═════ Textauszug
Vor allem in einer Woche, in der Schneechaos Autobahnen und Flughäfen lahm legt
wäre es völliger Blödsinn, unbedingt exakt einer lange im Voraus geplanten Route
folgen zu wollen. Selbst die beste Ortskenntnis nützt in diesem Falle nichts.
Ich weiß, welche Routen im heimatlichen Nordschwarzwald meist auch bei
Tiefschnee geräumt und daher laufbar sind, aber nach tagelangem Schneefall kann
man auch davon die meisten aus der Planung streichen. Doch im Winter kommt es
beim Ultra-Training nicht auf die bewältigten Kilometer und Höhenmeter an. Je
nach Bedingungen kann der Tag trotz deutlich verkürzter Strecke anstrengender
werden als an schneeärmeren Terminen.
Dass unsere ursprünglich geplante Aufstiegsroute bei den aktuellen Verhältnissen
unseren Zeitrahmen sprengen würde wissen wir spätestens nach den erneut sehr
starken Schneefällen von gestern. Bei einem großen Teil dieser Route müssten wir
heute durch knietiefen Schnee spuren.
══════════
_Aufgabe_:
Gib den obigen Textauszug über das Wintertraining im verschneiten Nordschwarzwald vollständig und unverändert wieder.
═════ Datensätze
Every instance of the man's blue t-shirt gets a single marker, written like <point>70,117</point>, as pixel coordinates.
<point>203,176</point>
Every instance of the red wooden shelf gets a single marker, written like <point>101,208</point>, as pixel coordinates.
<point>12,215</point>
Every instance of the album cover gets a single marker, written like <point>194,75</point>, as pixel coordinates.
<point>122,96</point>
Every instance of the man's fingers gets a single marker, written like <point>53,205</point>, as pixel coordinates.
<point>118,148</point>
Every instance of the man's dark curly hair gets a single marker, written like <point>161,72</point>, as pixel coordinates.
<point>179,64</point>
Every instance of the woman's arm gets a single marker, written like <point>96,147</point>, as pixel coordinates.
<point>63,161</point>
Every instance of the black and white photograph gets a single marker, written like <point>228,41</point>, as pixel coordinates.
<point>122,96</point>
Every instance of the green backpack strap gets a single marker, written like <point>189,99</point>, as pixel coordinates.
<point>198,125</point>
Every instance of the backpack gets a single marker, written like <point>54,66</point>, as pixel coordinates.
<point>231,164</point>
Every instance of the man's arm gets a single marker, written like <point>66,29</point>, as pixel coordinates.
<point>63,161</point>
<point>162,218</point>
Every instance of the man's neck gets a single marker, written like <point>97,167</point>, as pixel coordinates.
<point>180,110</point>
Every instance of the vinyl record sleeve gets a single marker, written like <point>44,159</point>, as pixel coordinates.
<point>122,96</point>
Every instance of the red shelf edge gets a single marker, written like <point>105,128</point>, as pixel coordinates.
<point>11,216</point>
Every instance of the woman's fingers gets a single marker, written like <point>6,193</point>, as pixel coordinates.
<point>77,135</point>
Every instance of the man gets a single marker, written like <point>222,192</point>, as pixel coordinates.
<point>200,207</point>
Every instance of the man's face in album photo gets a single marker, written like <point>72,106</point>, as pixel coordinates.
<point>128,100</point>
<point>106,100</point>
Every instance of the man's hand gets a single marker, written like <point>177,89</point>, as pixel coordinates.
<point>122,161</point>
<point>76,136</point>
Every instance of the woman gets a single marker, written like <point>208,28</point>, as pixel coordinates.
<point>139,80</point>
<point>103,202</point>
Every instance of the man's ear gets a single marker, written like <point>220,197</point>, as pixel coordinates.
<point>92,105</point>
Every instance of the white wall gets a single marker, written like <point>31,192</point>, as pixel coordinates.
══════════
_Ergebnis_:
Vor allem in einer Woche, in der Schneechaos Autobahnen und Flughäfen lahm legt
wäre es völliger Blödsinn, unbedingt exakt einer lange im Voraus geplanten Route
folgen zu wollen. Selbst die beste Ortskenntnis nützt in diesem Falle nichts.
Ich weiß, welche Routen im heimatlichen Nordschwarzwald meist auch bei
Tiefschnee geräumt und daher laufbar sind, aber nach tagelangem Schneefall kann
man auch davon die meisten aus der Planung streichen. Doch im Winter kommt es
beim Ultra-Training nicht auf die bewältigten Kilometer und Höhenmeter an. Je
nach Bedingungen kann der Tag trotz deutlich verkürzter Strecke anstrengender
werden als an schneeärmeren Terminen.
Dass unsere ursprünglich geplante Aufstiegsroute bei den aktuellen Verhältnissen
unseren Zeitrahmen sprengen würde wissen wir spätestens nach den erneut sehr
starken Schneefällen von gestern. Bei einem großen Teil dieser Route müssten wir
heute durch knietiefen Schnee spuren.